PROMPT A: In the interview, translate the sentence "He really didn’t have time to experience childhood in a normal sense, did he?" into Spanish.

● ● ● ● ●

In an effort to correct this false media persona, my first book discussed MJ’s passionate environmentalism, which I saw (as did others, Joe Vogel especially) as central to his work. Then the allegations of course were and sadly still are a huge stumbling block that keeps people from appreciating him and his art. So that was my second book, using the accusations in “Billie Jean” as an access point. In this recent book, I tackled the third major stumbling block when it comes to MJ – namely, his views on children and childhood, including his own experiences as a child.

Willa:  Oh, that’s interesting, Veronica. I’ve read all three of your books and enjoyed them individually, but hadn’t put that together – that each one is addressing a “major stumbling block” to understanding and appreciating Michael Jackson and his work.

Veronica:  Thanks so much, Willa, for reading my work! Yes, the three books tie together. MJ has been so profoundly misunderstood and misinterpreted, and his effort to focus the world’s attention on the need to care about children and learn from them, seeing them as teachers and guides, is at the top of the list. His philosophy grew out of his own childhood experiences, which he saw as deprived of the normal pleasures and carefree days of childhood, and this gave him insight into the sufferings and neglect of children worldwide.

By the way, I have been reading the book Michael Jackson, Inc. by Forbes writer Zack O’Malley Greenburg, and he says that in 1966 (when MJ was 7 or 8), he was doing 5 sets a night, 6 nights a week, on top of going to school and rehearsing! That is so amazing.

Willa: Really? I had no idea. I mean, I knew he and his brothers worked very hard to succeed – were forced to work hard to succeed – but that’s really troubling that a second grader would be working that much. I’ve read Greenburg’s book also, but somehow that went right past me – or maybe I just didn’t stop to think about what it meant. He really didn’t have time to experience childhood in a normal sense, did he?

Veronica: No, he didn’t, and I think even we, his fans, don’t fully grasp what that kind of childhood work was like and how it affected him.

Willa:  Yes, and I’m afraid I’m one of those people. I try to understand, but just when I think I’m starting to get a good picture of what his life was like as a child star, growing up with that extreme level of fame and hard work and harsh discipline from his father, I hear something like that and realize, no, I still don’t get it. I still have no concept of what it was like for him.…

Veronica:  MJ talked about it quite a lot – for example, in his autobiography Moonwalk – and he makes this point again in “Childhood” when he sings about “the painful youth I’ve had.” But I think it’s easy to underplay or discount it, perhaps because his experience is incomprehensible in that it is so far from our own.

● ● ● ● ●

PROMPT B: In the rows below, start at the line that contains "Every instance of the black bag" and stop after the line that contains "x=967, y=456". Write those lines again, changing "gets" to "receives" and leaving everything else unchanged.

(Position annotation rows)
● ● ● ● ●

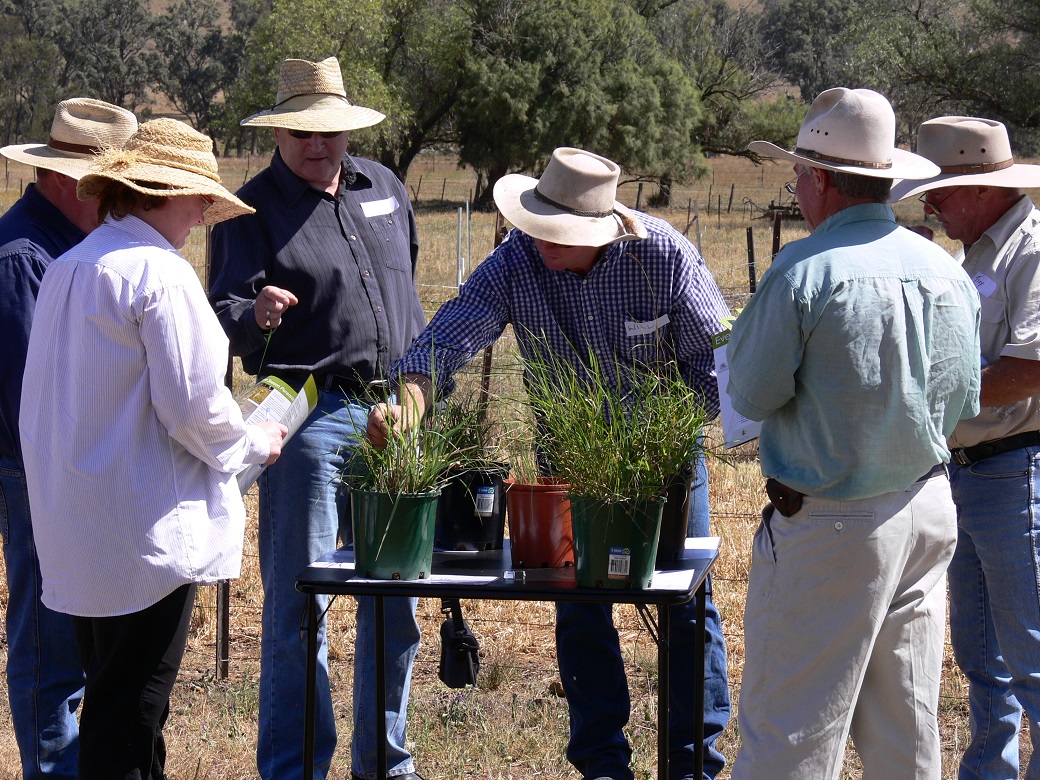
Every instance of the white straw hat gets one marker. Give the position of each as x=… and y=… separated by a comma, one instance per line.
x=968, y=151
x=851, y=131
x=81, y=129
x=165, y=158
x=311, y=98
x=572, y=203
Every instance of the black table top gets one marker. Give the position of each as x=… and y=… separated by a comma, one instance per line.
x=490, y=575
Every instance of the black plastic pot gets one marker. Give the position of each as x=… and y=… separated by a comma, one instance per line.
x=471, y=512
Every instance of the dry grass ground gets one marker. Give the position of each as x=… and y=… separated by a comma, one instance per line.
x=515, y=724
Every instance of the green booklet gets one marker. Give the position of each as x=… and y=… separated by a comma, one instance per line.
x=270, y=399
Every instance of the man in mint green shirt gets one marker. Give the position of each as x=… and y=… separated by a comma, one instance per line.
x=859, y=352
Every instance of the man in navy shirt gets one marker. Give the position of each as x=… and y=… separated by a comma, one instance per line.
x=45, y=678
x=320, y=281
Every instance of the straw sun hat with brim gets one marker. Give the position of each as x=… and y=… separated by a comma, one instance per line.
x=573, y=203
x=311, y=98
x=165, y=158
x=851, y=131
x=968, y=151
x=81, y=129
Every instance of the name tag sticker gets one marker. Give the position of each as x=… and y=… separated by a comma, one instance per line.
x=378, y=208
x=633, y=330
x=984, y=284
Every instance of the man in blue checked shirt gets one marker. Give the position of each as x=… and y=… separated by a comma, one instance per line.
x=582, y=273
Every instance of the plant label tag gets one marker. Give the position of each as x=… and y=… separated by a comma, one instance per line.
x=620, y=563
x=485, y=500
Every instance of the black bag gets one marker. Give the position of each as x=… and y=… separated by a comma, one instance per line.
x=460, y=650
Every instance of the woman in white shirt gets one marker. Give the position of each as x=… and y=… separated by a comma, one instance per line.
x=132, y=441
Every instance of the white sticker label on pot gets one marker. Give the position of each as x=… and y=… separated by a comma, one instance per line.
x=620, y=563
x=485, y=500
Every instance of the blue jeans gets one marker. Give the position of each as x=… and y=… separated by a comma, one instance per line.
x=45, y=677
x=593, y=673
x=994, y=607
x=301, y=510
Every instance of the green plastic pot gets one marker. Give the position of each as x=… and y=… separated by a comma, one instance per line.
x=615, y=543
x=393, y=534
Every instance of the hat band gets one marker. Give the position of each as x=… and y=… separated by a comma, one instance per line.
x=76, y=148
x=841, y=160
x=977, y=167
x=306, y=95
x=568, y=209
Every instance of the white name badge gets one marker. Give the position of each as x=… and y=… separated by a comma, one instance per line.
x=984, y=284
x=378, y=208
x=632, y=330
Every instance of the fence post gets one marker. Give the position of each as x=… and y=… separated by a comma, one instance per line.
x=752, y=275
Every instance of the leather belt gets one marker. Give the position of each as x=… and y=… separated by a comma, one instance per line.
x=348, y=384
x=787, y=500
x=967, y=456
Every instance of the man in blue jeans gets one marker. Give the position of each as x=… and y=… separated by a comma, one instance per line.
x=320, y=281
x=994, y=593
x=45, y=678
x=582, y=273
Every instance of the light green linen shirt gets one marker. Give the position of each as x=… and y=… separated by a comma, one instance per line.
x=860, y=353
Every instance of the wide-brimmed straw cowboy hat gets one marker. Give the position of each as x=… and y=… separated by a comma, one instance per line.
x=574, y=202
x=81, y=129
x=165, y=158
x=311, y=98
x=970, y=151
x=851, y=131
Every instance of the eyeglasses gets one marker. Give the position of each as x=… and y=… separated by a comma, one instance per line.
x=935, y=208
x=304, y=134
x=791, y=186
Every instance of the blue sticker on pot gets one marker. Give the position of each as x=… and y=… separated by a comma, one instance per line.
x=620, y=563
x=485, y=500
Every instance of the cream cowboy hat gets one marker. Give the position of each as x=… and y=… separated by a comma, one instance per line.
x=968, y=151
x=165, y=158
x=572, y=203
x=852, y=131
x=311, y=97
x=81, y=129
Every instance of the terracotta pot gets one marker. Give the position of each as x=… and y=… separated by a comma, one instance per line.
x=540, y=524
x=471, y=512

● ● ● ● ●

CORRECT ANSWER A: Realmente no tuvo tiempo de vivir la infancia en un sentido normal, ¿verdad?

CORRECT ANSWER B:
Every instance of the black bag receives one marker. Give the position of each as x=… and y=… separated by a comma, one instance per line.
x=460, y=650
Every instance of the woman in white shirt receives one marker. Give the position of each as x=… and y=… separated by a comma, one instance per line.
x=132, y=441
Every instance of the white sticker label on pot receives one marker. Give the position of each as x=… and y=… separated by a comma, one instance per line.
x=620, y=563
x=485, y=500
Every instance of the blue jeans receives one marker. Give the position of each as x=… and y=… separated by a comma, one instance per line.
x=45, y=677
x=593, y=673
x=994, y=607
x=301, y=510
Every instance of the green plastic pot receives one marker. Give the position of each as x=… and y=… separated by a comma, one instance per line.
x=615, y=543
x=393, y=534
Every instance of the hat band receives one marker. Give the position of each as x=… and y=… separated by a comma, one instance per line.
x=76, y=148
x=841, y=160
x=977, y=167
x=306, y=95
x=568, y=209
Every instance of the white name badge receives one marker. Give the position of each as x=… and y=… separated by a comma, one instance per line.
x=984, y=284
x=378, y=208
x=632, y=330
Every instance of the fence post receives one marker. Give the position of each as x=… and y=… separated by a comma, one instance per line.
x=752, y=275
Every instance of the leather belt receives one marker. Give the position of each as x=… and y=… separated by a comma, one instance per line.
x=348, y=384
x=787, y=500
x=967, y=456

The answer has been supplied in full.